━━━ SELECTED PASSAGE ━━━

RSL’s system incorporates fiber optic lighting technology designed to make safer, easier movements for scoops, continuous miners, shuttle cars, roof bolters and other vehicles in permissible and non-permissible environments by producing non-electrical light.
Rugged, side-emitting fiber optic cable is affixed to equipment surfaces to “outline” it, which significantly increases its visibility in dark environments. Along with that comes increased safety and reduced accident-risk.
The design of the lighting makes for easier, faster repair and replacements than electrical lighting systems. Better yet the non-electrical side-emitting fiber optic cables eliminate shock hazard, electrocution or explosion risks. Without electrical cables, equipment design is simplified, so repair times and technical training are faster.

━━━ RECORDED INFORMATION ━━━

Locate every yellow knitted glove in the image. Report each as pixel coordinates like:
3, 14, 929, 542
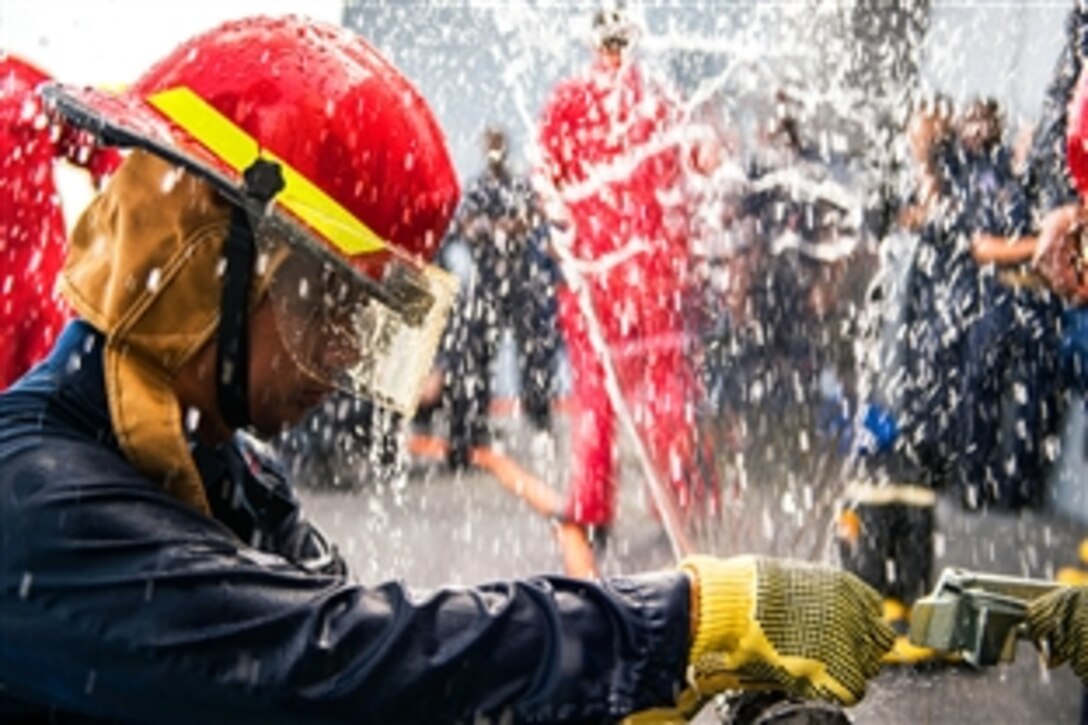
1027, 587, 1088, 685
680, 556, 895, 705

━━━

_WRITTEN INSTRUCTION 1_. From the fiber optic lighting text, return a copy of the part starting at "Rugged, side-emitting fiber" and ending at "training are faster.".
_WRITTEN INSTRUCTION 2_. In the fiber optic lighting text, what is affixed to equipment surfaces to outline it?
_WRITTEN INSTRUCTION 3_. Extend the text on fiber optic lighting for mining equipment, picking up right after its final sentence.

_WRITTEN ANSWER 1_.
Rugged, side-emitting fiber optic cable is affixed to equipment surfaces to “outline” it, which significantly increases its visibility in dark environments. Along with that comes increased safety and reduced accident-risk.
The design of the lighting makes for easier, faster repair and replacements than electrical lighting systems. Better yet the non-electrical side-emitting fiber optic cables eliminate shock hazard, electrocution or explosion risks. Without electrical cables, equipment design is simplified, so repair times and technical training are faster.

_WRITTEN ANSWER 2_. Rugged, side-emitting fiber optic cable.

_WRITTEN ANSWER 3_.
“All the pieces are now in place for RSL and its partners, CAI and Gauley-Robertson, to bring this technology to market and change the way we illuminate mines in the United States,” RSL president and chief technology officer Giovanni Tomasi said.
“We are confident this new technology and the ensuing line of products it will generate, including the newly-approved Mine Equipment Visibility Outlining System, has the potential to change the way we illuminate mines and mine equipment forever,” CAI/Gauley-Robertson president Chuck Lilly added.
RSL and CAI/Gauley-Robertson inked their three-year sales and distribution agreement in March.